### The tasks
1. Copy the part of the forum thread on JSONB address lines from "I would like" up to and including "for help, thanks!".
2. Answer these questions using the forum thread on JSONB address lines:
(a) What is the name of the table described in the thread?
(b) According to the comment by Chad, what must a PHP array be in order to be treated as an array?
(c) Which function is applied to sia.address -> 'addressLines' in the query given in the answer?

1

I don't know why, but probably PHP persisted some of my data as object and some of them as array. My table looks something like:

seller_info_address Table:

 ID (INT)  |  address (JSONB)                                  |
------------+--------------------------------------------------|
     1      | {"addressLines":{"0":"Technology Park",...},...} |
     2      | {"addressLines":["Technology Park",...],...}     |

Some addressLines are objects:

{
  "addressLines": {
    "0": "Technology Park",
    "1": "Blanchard Road",
    "3": "Dublin",
    "4": "2"
  },
  "companyName": "...",
  "emailAddress": [],
  "...": "..."
}

Some addressLines are arrays:

{
  "addressLines": [
    "Technology Park",
    "Blanchard Road",
    "Dublin",
    "2"
  ],
  "companyName": "...",
  "emailAddress": [],
  "...": "..."
}

I would like to equalize the data with a SQL query, but I'm not sure how to do it. All addressLines persisted as object should be updated to array form.

I am grateful for help, thanks!

crazyyou
  • 581
  • 1
  • 4
  • 15
  • 1
    I just had this exact same problem, and came here looking to clean up the data. The reason your data is sometimes an array, and sometimes an object is because the php array must be 0 based to be treated as an array. see https://stackoverflow.com/a/66644255/3790921 – Chad Mar 15 '21 at 19:43

2 Answers2

1

You can convert the objects to an array using this:

select id, (select jsonb_agg(e.val order by e.key::int) 
            from jsonb_each(sia.address -> 'addressLines') as e(key,val))

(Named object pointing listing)
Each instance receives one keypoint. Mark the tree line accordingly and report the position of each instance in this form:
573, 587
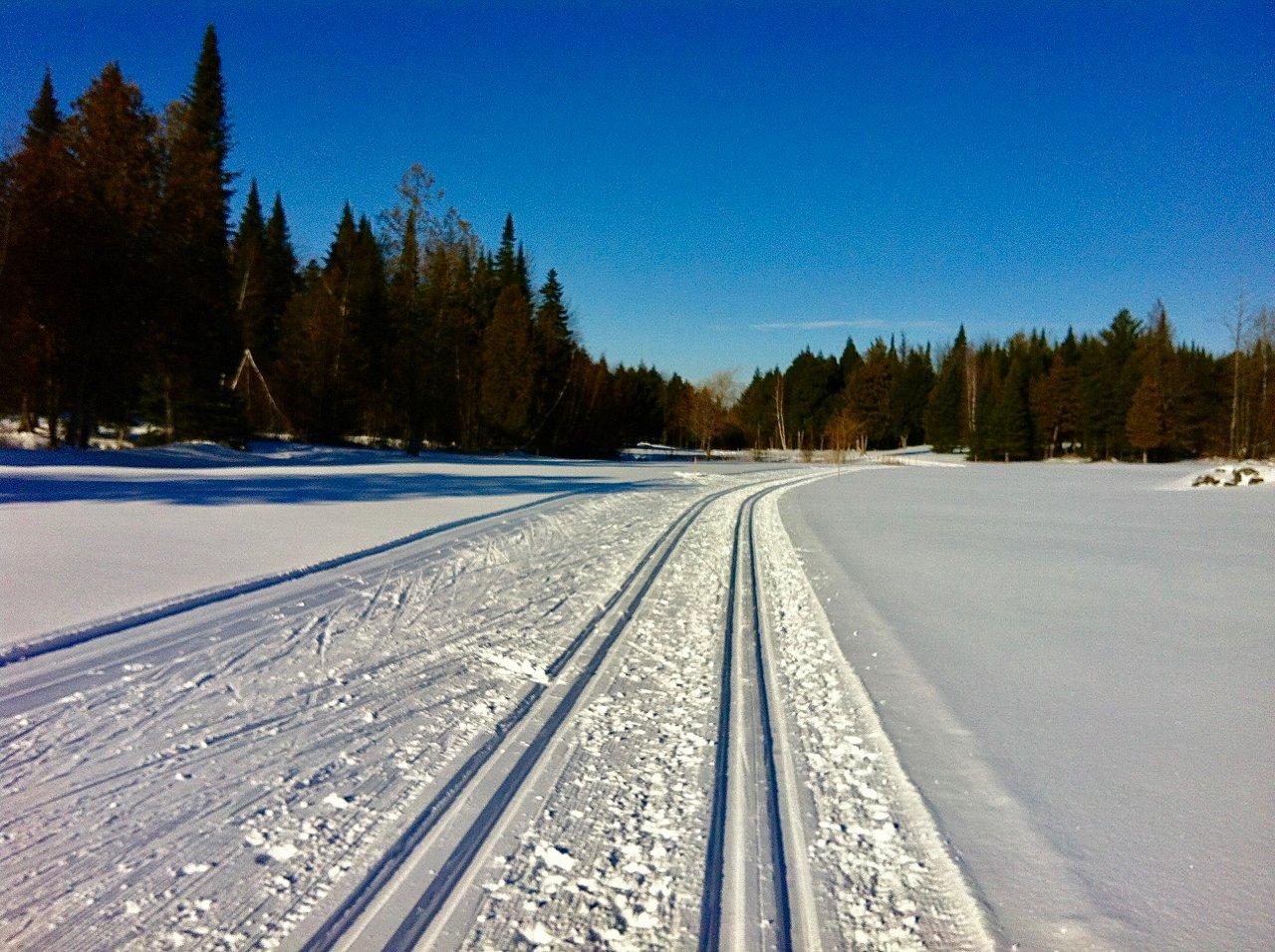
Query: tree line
1130, 391
128, 302
127, 297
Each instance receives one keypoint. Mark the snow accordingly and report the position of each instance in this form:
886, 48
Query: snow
1075, 669
369, 684
90, 534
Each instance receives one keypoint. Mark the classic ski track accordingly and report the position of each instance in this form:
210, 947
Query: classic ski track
31, 686
346, 925
145, 614
736, 832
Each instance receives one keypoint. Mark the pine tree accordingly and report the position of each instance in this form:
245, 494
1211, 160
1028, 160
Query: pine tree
40, 263
1010, 424
555, 352
942, 418
113, 137
278, 285
869, 394
506, 258
1147, 426
201, 343
409, 373
1151, 420
249, 277
505, 391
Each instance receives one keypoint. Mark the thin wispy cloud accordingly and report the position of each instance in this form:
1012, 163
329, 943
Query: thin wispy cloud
815, 325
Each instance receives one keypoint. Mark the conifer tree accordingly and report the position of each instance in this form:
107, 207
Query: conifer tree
409, 376
506, 258
113, 139
505, 391
249, 278
946, 399
555, 352
278, 285
1010, 426
200, 347
40, 263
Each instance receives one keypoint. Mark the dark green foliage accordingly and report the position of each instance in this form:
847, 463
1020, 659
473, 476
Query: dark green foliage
123, 297
505, 392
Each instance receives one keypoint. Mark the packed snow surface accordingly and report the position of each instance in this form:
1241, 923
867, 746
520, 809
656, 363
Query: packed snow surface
1075, 668
87, 534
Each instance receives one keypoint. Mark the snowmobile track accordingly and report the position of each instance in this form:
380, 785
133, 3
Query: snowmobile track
355, 924
750, 886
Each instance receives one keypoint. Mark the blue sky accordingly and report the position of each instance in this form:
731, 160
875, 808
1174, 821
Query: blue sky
720, 185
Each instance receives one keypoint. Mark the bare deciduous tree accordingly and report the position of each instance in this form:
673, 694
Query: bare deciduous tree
846, 431
709, 410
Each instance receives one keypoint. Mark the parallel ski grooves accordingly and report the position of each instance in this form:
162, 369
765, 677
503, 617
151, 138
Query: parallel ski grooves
453, 869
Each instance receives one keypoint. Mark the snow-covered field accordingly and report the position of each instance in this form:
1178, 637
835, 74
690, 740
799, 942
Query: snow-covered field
508, 733
602, 705
1076, 670
91, 534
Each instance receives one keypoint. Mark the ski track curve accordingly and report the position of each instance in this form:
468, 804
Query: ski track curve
622, 723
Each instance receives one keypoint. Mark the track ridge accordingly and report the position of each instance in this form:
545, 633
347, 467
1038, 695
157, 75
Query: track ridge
424, 910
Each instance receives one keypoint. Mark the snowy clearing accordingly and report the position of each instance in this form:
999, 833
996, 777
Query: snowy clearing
509, 736
1075, 669
91, 534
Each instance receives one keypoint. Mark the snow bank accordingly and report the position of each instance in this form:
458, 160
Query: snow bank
90, 536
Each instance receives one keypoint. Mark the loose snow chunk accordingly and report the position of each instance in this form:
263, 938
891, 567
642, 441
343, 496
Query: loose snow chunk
282, 851
520, 668
555, 857
536, 934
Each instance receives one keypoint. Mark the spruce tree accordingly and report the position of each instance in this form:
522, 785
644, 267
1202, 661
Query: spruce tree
278, 285
249, 278
201, 343
505, 391
506, 256
942, 419
555, 351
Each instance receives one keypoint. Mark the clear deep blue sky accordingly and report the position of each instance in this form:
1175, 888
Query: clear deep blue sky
720, 186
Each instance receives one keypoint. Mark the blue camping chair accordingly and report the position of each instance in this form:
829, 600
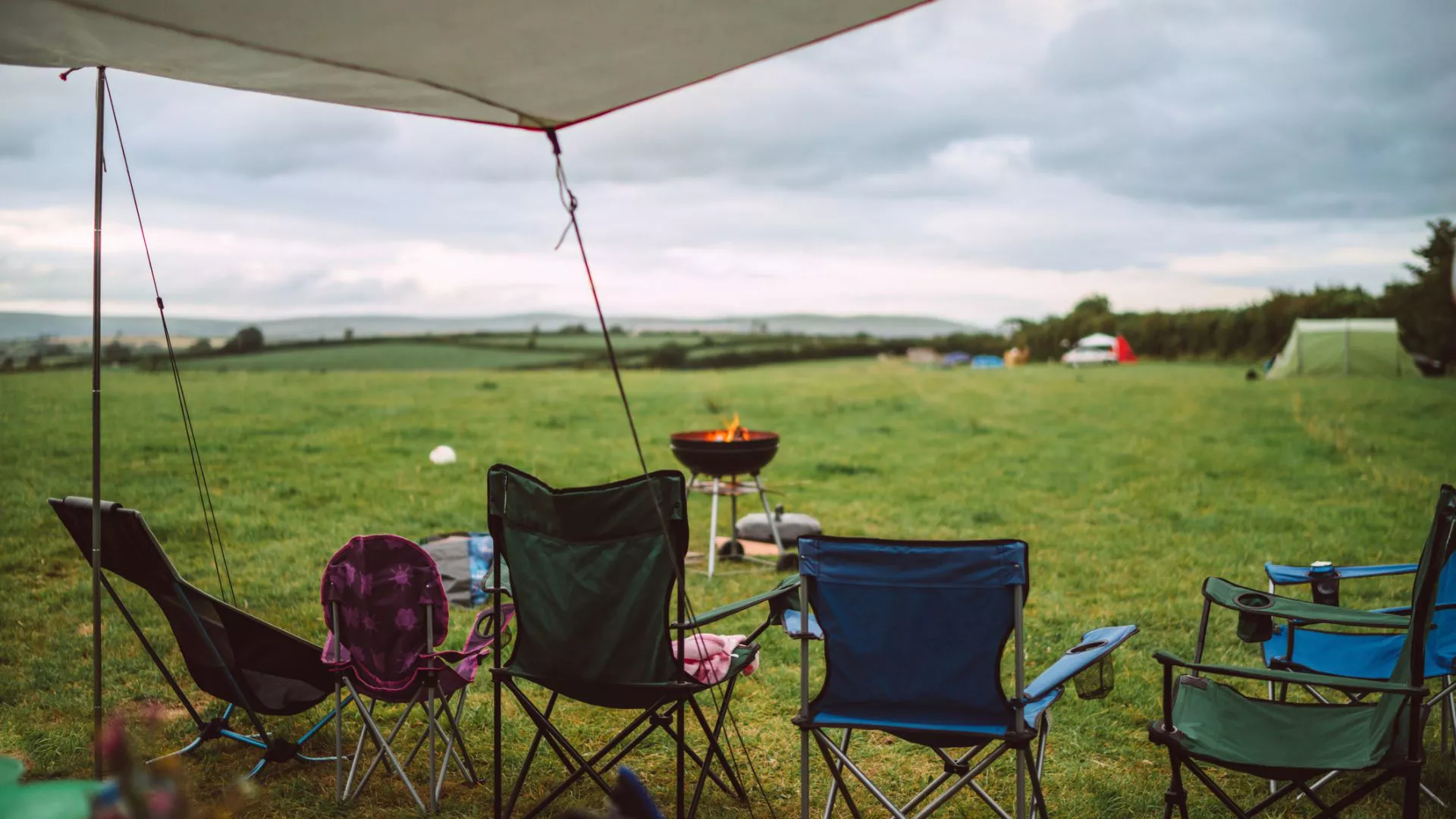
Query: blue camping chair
913, 639
1363, 654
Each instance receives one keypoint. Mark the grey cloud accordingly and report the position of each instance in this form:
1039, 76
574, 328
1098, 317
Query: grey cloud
1305, 110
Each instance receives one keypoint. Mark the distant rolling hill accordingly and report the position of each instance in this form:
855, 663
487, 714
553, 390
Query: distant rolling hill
33, 325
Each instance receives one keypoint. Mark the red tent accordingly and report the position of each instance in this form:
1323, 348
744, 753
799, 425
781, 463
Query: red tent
1125, 352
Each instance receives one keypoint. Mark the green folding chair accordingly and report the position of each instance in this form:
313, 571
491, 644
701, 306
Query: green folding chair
595, 573
1378, 733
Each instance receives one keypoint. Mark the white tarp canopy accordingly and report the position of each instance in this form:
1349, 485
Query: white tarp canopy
525, 63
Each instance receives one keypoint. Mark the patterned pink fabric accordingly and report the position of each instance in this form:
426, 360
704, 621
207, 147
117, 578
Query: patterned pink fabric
383, 586
707, 657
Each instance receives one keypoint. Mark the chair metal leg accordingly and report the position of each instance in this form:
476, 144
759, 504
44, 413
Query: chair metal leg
1175, 796
712, 534
338, 745
530, 757
359, 752
384, 748
433, 729
951, 765
968, 781
388, 748
859, 776
1021, 786
712, 746
1432, 796
1038, 802
723, 760
835, 776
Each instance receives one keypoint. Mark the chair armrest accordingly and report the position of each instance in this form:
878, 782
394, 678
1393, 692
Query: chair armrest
1253, 601
1296, 575
714, 615
1298, 678
1407, 610
791, 627
1094, 646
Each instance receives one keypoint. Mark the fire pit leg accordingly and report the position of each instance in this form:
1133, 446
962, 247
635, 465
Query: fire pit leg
774, 525
712, 532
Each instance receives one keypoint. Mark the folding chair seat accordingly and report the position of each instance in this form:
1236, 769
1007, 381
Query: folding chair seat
1378, 730
242, 661
386, 611
593, 576
913, 640
1365, 656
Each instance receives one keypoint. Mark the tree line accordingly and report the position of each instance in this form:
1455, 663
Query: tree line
1420, 300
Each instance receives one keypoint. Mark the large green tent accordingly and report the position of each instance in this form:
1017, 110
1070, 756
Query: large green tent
1343, 347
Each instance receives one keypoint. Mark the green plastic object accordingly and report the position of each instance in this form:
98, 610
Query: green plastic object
57, 799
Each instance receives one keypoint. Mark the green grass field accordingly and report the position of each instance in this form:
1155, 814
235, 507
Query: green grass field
382, 356
1130, 484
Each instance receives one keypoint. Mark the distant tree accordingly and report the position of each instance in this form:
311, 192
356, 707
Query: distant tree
667, 357
248, 340
1426, 306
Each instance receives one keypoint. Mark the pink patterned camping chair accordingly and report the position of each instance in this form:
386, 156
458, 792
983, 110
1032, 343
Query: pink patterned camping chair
388, 615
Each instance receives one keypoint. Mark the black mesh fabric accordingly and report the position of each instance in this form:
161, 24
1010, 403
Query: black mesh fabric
277, 672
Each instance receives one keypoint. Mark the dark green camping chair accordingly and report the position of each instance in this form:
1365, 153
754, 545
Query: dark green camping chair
1298, 744
593, 576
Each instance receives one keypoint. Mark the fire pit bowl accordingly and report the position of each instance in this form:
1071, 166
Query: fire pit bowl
705, 452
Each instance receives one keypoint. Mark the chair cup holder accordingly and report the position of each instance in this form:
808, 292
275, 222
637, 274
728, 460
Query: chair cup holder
1256, 627
1095, 681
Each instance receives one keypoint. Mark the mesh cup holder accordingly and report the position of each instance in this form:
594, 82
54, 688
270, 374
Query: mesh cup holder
1098, 679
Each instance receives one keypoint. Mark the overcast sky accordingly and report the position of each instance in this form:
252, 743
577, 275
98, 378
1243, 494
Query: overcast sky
970, 159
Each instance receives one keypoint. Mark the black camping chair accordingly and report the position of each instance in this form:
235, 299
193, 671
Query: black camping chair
595, 575
229, 653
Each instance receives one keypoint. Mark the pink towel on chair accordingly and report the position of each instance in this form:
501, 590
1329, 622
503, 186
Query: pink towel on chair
708, 656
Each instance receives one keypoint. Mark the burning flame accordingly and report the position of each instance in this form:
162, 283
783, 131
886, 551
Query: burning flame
733, 430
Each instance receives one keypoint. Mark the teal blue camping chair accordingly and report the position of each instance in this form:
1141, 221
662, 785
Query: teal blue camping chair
913, 640
1376, 733
1363, 654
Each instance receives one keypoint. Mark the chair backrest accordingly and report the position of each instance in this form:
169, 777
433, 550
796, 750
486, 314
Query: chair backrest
278, 673
915, 630
383, 588
1442, 645
1433, 576
592, 575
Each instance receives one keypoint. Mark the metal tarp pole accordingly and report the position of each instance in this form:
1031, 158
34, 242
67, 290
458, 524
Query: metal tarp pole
101, 167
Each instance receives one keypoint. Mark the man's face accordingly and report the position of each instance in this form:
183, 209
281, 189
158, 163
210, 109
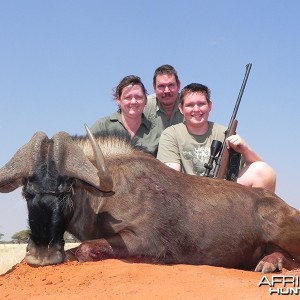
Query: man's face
166, 89
195, 109
132, 101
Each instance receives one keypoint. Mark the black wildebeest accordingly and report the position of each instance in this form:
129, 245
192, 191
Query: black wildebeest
123, 203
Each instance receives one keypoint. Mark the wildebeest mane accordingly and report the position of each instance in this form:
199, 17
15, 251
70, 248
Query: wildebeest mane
112, 143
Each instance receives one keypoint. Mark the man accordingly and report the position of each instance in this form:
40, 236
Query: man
186, 147
162, 107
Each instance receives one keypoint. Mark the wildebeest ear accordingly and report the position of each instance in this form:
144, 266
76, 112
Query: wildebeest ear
22, 163
71, 161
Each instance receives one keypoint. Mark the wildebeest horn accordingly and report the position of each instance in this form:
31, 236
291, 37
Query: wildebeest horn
21, 164
71, 161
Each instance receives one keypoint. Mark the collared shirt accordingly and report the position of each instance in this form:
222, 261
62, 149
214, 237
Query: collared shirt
156, 114
146, 137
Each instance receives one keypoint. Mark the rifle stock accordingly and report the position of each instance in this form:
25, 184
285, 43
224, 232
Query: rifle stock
223, 160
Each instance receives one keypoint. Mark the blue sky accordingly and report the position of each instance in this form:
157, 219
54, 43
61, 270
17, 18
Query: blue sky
60, 60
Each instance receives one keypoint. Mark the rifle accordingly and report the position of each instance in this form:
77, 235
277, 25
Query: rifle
227, 163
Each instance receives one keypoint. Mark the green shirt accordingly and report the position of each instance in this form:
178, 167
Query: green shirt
155, 113
146, 137
191, 151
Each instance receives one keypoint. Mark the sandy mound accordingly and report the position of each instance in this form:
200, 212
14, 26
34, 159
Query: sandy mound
115, 279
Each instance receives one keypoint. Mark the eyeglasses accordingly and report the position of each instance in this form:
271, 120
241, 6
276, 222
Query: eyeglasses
171, 87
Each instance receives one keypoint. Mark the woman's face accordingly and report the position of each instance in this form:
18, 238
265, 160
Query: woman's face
132, 101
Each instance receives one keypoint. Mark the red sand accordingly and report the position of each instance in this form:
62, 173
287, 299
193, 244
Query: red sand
115, 279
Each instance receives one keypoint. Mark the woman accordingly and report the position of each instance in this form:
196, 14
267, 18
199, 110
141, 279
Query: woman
131, 97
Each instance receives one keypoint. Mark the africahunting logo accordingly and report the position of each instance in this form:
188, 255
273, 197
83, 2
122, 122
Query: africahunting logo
281, 284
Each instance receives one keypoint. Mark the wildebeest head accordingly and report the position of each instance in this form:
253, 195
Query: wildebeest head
47, 168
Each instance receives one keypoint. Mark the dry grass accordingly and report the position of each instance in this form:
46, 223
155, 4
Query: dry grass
11, 254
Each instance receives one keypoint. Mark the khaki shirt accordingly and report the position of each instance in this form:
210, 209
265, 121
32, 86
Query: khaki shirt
177, 145
146, 137
155, 113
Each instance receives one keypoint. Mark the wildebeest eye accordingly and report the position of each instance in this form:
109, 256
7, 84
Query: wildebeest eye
27, 195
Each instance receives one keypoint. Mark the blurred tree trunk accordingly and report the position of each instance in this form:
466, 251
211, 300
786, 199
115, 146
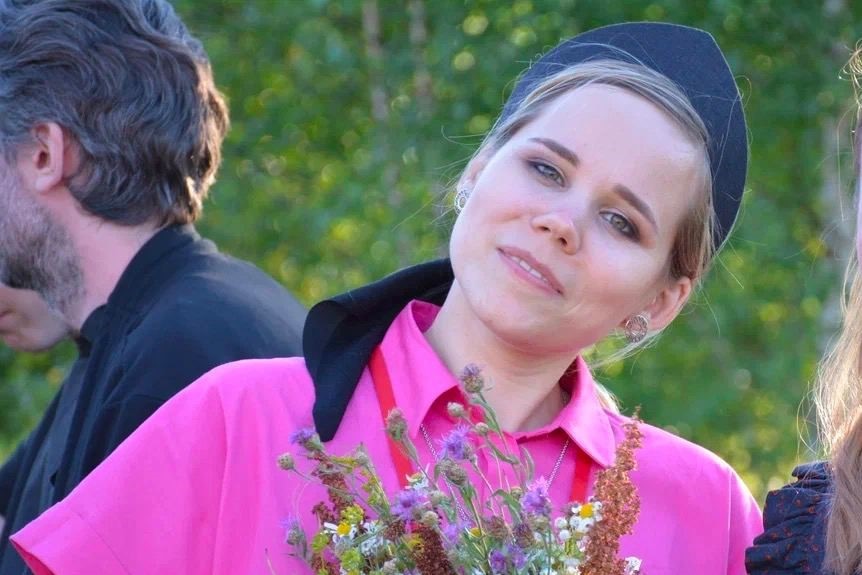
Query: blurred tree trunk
386, 153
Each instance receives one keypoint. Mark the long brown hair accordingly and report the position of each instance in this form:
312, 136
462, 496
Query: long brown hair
839, 404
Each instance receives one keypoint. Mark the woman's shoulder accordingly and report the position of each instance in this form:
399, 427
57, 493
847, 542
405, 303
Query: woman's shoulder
671, 456
794, 516
280, 386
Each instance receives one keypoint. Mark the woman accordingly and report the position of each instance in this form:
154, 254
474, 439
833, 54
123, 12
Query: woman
593, 205
814, 525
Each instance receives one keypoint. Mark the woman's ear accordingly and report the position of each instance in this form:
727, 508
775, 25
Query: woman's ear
668, 303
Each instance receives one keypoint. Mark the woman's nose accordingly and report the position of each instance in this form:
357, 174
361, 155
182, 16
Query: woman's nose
560, 228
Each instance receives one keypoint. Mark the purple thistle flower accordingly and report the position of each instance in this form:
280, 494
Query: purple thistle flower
292, 529
302, 436
452, 533
409, 503
516, 556
497, 560
456, 444
536, 501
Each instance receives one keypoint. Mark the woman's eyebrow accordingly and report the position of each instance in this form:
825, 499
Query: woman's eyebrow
632, 199
559, 149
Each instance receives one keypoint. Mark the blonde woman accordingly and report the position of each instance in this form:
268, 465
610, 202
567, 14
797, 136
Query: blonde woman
593, 206
814, 525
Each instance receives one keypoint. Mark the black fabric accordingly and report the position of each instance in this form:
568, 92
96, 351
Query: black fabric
180, 309
693, 61
794, 521
341, 333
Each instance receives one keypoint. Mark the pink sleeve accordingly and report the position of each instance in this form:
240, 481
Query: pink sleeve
151, 507
746, 522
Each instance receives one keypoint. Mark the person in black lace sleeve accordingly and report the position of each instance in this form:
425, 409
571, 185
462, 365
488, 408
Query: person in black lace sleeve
814, 525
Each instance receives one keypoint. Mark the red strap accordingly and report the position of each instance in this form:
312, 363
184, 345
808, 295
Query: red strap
583, 466
386, 399
403, 467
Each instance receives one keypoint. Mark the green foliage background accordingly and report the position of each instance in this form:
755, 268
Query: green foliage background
326, 192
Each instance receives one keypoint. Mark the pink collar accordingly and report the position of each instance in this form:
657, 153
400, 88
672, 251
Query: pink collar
419, 379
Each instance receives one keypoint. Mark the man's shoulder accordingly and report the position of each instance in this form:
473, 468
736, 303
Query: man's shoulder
207, 275
217, 298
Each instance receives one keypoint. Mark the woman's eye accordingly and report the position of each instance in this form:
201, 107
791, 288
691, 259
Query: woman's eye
548, 172
622, 225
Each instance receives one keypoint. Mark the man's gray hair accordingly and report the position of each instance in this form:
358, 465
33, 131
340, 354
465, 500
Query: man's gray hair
130, 86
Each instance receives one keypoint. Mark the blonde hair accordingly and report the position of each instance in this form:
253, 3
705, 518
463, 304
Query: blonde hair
839, 406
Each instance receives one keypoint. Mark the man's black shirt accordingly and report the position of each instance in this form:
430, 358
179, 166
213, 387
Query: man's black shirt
180, 309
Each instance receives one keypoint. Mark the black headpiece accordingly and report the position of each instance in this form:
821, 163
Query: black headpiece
693, 61
340, 333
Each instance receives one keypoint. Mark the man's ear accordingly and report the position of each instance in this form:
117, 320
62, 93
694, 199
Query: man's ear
47, 161
668, 303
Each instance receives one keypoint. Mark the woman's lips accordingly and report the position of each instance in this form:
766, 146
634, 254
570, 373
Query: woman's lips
527, 266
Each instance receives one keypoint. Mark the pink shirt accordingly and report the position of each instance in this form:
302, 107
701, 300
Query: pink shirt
196, 490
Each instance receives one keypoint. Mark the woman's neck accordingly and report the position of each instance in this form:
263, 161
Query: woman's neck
521, 386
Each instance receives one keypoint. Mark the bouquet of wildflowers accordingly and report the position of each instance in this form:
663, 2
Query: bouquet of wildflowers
438, 526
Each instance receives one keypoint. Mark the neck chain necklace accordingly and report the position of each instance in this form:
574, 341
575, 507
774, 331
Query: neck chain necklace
461, 509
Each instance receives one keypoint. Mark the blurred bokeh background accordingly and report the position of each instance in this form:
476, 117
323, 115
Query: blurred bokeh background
351, 118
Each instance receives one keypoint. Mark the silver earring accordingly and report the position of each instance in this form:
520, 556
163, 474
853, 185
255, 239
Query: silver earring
636, 328
461, 199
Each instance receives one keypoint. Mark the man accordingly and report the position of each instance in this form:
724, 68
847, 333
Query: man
110, 136
27, 324
26, 321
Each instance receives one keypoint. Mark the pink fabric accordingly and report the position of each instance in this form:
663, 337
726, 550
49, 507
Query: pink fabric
196, 489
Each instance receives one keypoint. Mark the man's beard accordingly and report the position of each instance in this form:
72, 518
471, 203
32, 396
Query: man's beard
36, 253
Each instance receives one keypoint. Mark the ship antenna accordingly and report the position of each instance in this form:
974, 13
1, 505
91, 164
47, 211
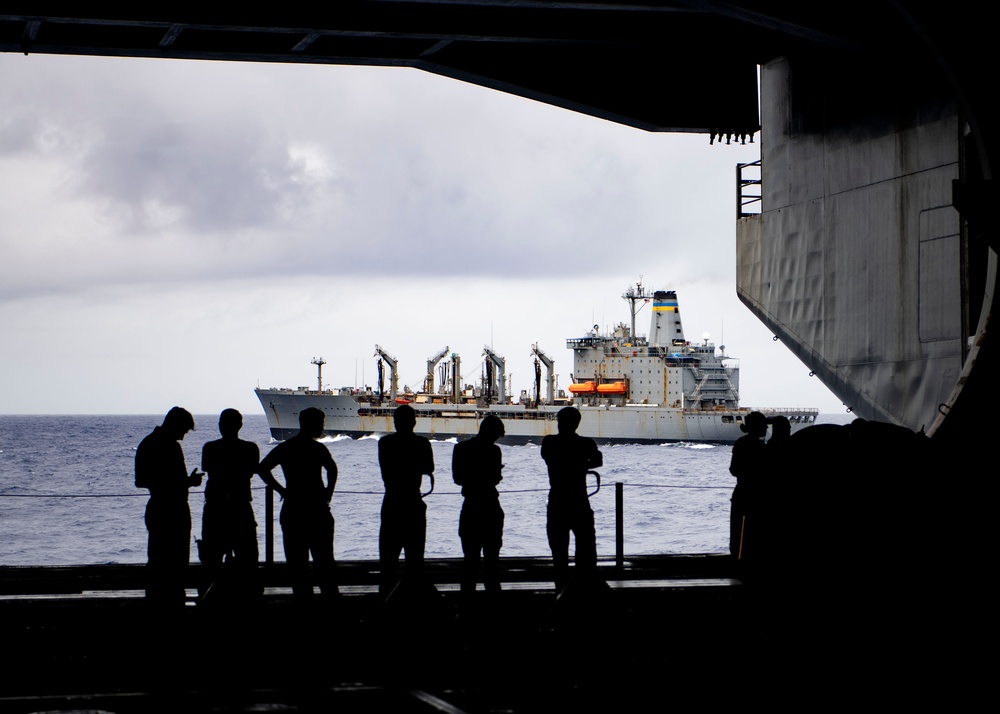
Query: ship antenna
634, 296
319, 372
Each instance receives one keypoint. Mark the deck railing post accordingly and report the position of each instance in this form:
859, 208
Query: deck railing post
269, 526
619, 526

### Results by task
1.
I would like to equalize the data with a SQL query, but I'm not sure how to do it. All addressLines persisted as object should be updated to array form.

I am grateful for help, thanks!

2.
(a) seller_info_address
(b) 0 based
(c) jsonb_each